◆ Consigne:
Recopiez fidèlement, dans l'extrait ci-dessous, tout le passage qui va de « C’est une grande » jusqu'à « de la maison. » inclus.

── Extrait

C’est une grande route nationale qui traverse le village de Léglise, en province de Luxembourg, comme on en voit beaucoup dans les villages de Wallonie. La maison de Bénédicte, Jean-Philippe et leurs deux filles, Clémence (9 ans) et Lou-Anne (13 ans) se trouve le long de cette N40 qui mène droit à Neufchâteau, là où le papa travaille et où les deux filles vont à l’école. Un bus y passe et l’arrêt se trouve juste à côté de la maison.
« S’il y avait davantage d’infrastructures, oui, j’inciterais mes enfants à combiner le vélo avec le bus. Ce serait plus économique si les tarifs étaient adaptés et la route sécurisée. Mon mari pourrait faire les trajets avec elles. Pour le moment, il les conduit en voiture, car en bus, même si le trajet ne dure que vingt-cinq minutes, trois zones sont traversées, c’est donc l’abonnement le plus cher. »
Quant à l’option vélo uniquement, la maman n’y pense même pas, tellement c’est dangereux. « Il n’y a pas de piste cyclable. Même s’il y a des panneaux 50 ou 70, les véhicules roulent toujours à 90, voire plus. Nos vélos, des VTT, c’est uniquement pour des balades dans les bois. Hors de question qu’on aille rouler sur la route. Trop risqué. C’est quand même rare d’avoir une Nationale en Wallonie avec des pistes cyclables aménagées et entretenues ».

────
── Lignes de données

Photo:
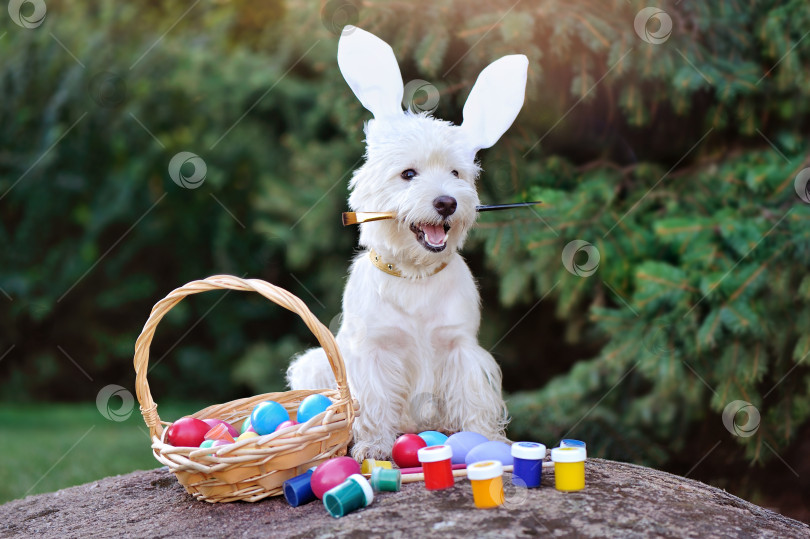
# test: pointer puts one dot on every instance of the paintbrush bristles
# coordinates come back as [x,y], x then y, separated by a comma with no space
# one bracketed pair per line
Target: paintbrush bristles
[355,218]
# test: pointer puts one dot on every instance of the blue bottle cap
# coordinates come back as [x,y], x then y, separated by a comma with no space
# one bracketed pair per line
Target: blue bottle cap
[298,490]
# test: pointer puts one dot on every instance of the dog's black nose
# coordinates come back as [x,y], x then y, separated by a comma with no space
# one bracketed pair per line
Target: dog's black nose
[445,205]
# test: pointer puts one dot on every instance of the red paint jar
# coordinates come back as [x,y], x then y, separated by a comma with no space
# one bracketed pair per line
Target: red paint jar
[437,467]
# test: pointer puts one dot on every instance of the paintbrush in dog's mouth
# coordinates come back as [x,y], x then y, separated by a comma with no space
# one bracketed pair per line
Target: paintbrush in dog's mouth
[355,218]
[431,237]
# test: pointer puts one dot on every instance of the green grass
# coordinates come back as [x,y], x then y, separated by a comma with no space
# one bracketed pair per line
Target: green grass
[48,447]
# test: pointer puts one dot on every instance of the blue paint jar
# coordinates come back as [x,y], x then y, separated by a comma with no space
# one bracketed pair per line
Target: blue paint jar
[528,464]
[298,490]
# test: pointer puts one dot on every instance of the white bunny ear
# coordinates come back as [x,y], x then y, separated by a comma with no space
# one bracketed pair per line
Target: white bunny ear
[494,101]
[369,66]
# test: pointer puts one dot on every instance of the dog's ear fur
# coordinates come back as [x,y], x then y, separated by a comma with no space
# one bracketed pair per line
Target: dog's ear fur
[369,66]
[494,102]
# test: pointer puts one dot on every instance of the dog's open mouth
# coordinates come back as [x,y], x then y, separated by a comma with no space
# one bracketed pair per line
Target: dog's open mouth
[431,237]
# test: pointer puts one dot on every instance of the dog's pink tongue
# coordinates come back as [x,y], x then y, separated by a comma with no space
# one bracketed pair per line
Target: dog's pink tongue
[435,234]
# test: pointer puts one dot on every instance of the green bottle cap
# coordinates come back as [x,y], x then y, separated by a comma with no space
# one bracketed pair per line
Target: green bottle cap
[354,493]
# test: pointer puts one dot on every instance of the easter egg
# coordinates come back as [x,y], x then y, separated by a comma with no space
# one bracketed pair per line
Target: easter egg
[332,473]
[267,416]
[246,435]
[312,406]
[187,432]
[499,451]
[405,448]
[285,424]
[214,422]
[432,437]
[462,442]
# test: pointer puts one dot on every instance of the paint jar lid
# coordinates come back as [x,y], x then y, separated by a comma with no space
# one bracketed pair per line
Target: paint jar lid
[435,453]
[485,469]
[568,454]
[364,484]
[370,464]
[528,450]
[385,480]
[568,442]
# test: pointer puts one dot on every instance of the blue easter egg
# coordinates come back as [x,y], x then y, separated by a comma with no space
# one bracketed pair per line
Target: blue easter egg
[267,416]
[490,451]
[462,442]
[432,437]
[312,406]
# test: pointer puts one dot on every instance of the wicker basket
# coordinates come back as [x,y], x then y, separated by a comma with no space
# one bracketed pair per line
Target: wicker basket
[255,468]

────

◆ Résultat attendu:
C’est une grande route nationale qui traverse le village de Léglise, en province de Luxembourg, comme on en voit beaucoup dans les villages de Wallonie. La maison de Bénédicte, Jean-Philippe et leurs deux filles, Clémence (9 ans) et Lou-Anne (13 ans) se trouve le long de cette N40 qui mène droit à Neufchâteau, là où le papa travaille et où les deux filles vont à l’école. Un bus y passe et l’arrêt se trouve juste à côté de la maison.